Challenge 1 =
Echo the passage from the essay on dreaming a world without science starting at "Not long ago" and ending at "well-worn linoleum floor.", word for word.

Selected passage =

++++++

Dreaming a world without science

Not long ago I had a dream in which I was preparing a lecture about fundamental defects in the scientific worldview. Maybe it wasn’t a lecture. Maybe I was giving a talk to a group of my colleagues at a dinner meeting. People were eating and drinking and seated around rectangular portable tables in a room bathed in yellow-orange light reflected off of varnished wood walls and a well-worn linoleum floor.

I was going to begin the talk with a prop, a section of human vein loaned to me by a female acquaintance who had recently undergone chemotherapy for terminal leukemia. The vein was hollow and empty like a thin wet straw made of surgical tubing or a limp, elongated macaroni noodle, and that was going to be my main talking point: that the sterile piece of vein in my hand was not an actual thing, that once you had extracted it from the complex of physiological systems in which it was embedded, it was no longer anything at all, and to call it a vein was to confer upon it an unwarranted entity status, even to call it “tissue” was to grant it more significance than it deserved. Analytical science, I was to continue, arbitrarily partitions the world into separate and distinct entities—isolated objects and mechanical processes—that have absolutely nothing to do with experienced reality, and yet these artificially individuated objects and processes become the default. In authentic reality—reality as it is actually experienced, not the collection of Frankenstein beasts that emerge from the cold materialism of science—there are no veins in the human body. Even stronger, there are no human bodies! At least not as isolatable entities somehow independent of all relational context.

++++++

Challenge 2 =
Return every line of the rows below that contains the word "columnar".

Supplied data =
++++++

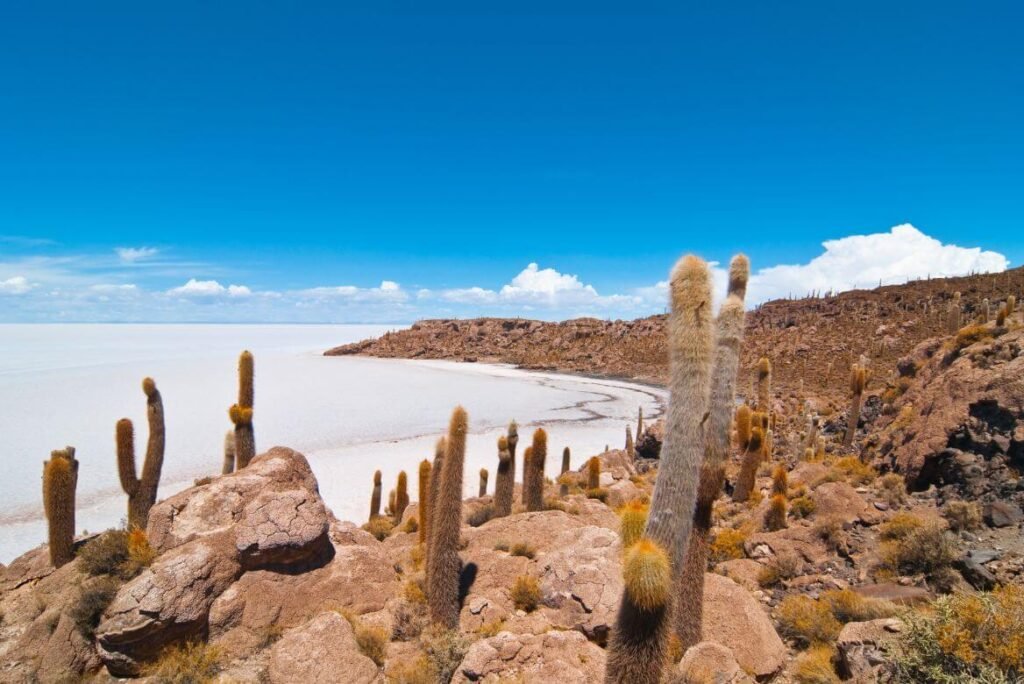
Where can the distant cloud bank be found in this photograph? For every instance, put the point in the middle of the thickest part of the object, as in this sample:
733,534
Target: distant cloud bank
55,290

++++++

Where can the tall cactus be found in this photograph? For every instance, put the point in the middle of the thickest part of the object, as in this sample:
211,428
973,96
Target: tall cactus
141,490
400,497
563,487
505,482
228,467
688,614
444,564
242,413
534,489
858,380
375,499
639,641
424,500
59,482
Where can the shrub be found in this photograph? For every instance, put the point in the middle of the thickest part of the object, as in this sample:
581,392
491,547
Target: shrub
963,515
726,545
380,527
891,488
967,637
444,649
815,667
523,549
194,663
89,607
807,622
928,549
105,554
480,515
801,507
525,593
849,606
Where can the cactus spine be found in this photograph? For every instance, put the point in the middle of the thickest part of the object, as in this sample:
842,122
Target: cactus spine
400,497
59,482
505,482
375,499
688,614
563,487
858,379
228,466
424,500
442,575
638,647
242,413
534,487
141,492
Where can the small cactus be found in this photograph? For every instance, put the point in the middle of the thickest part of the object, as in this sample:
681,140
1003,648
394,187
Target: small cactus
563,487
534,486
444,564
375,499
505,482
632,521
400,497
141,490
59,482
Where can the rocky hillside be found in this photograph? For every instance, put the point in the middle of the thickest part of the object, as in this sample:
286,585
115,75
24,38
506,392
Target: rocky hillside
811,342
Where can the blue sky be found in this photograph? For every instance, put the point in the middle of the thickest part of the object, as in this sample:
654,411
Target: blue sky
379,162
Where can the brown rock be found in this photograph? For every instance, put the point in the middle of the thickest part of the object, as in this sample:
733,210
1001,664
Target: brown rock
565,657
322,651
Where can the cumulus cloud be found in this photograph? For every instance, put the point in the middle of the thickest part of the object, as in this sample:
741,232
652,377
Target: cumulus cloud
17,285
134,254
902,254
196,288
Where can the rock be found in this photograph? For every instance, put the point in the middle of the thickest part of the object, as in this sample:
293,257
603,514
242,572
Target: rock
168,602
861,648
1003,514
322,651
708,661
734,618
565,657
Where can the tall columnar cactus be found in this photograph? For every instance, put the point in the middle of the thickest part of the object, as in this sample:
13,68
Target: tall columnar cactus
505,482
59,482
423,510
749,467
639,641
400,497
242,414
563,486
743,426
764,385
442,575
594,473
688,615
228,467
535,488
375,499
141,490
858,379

++++++

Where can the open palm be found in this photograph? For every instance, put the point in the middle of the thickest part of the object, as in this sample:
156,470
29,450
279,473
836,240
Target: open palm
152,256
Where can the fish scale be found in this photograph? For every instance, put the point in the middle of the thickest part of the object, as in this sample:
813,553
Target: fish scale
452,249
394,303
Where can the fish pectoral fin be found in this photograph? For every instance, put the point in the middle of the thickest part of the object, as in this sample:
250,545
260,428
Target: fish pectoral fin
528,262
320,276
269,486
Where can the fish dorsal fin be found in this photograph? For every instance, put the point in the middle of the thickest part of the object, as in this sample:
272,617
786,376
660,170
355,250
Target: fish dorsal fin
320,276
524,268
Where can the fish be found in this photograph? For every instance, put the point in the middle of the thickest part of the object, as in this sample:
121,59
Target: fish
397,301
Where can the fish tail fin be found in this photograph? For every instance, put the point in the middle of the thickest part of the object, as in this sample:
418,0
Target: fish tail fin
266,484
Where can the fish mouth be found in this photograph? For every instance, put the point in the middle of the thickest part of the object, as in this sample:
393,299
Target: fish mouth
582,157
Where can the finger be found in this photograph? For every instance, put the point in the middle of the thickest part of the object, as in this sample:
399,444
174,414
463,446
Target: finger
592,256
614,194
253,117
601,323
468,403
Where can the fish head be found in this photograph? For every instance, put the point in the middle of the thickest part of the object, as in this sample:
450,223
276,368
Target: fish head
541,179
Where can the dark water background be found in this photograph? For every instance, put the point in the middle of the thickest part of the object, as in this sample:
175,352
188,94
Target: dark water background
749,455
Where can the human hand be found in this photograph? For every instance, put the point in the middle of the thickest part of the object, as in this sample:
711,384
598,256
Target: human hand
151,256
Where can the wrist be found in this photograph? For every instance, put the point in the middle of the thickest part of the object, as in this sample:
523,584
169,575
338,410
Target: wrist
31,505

++++++

Exercise answer 1 =
Not long ago I had a dream in which I was preparing a lecture about fundamental defects in the scientific worldview. Maybe it wasn’t a lecture. Maybe I was giving a talk to a group of my colleagues at a dinner meeting. People were eating and drinking and seated around rectangular portable tables in a room bathed in yellow-orange light reflected off of varnished wood walls and a well-worn linoleum floor.

Exercise answer 2 =
Where can the tall columnar cactus be found in this photograph? For every instance, put the point in the middle of the thickest part of the object, as in this sample:
Target: tall columnar cactus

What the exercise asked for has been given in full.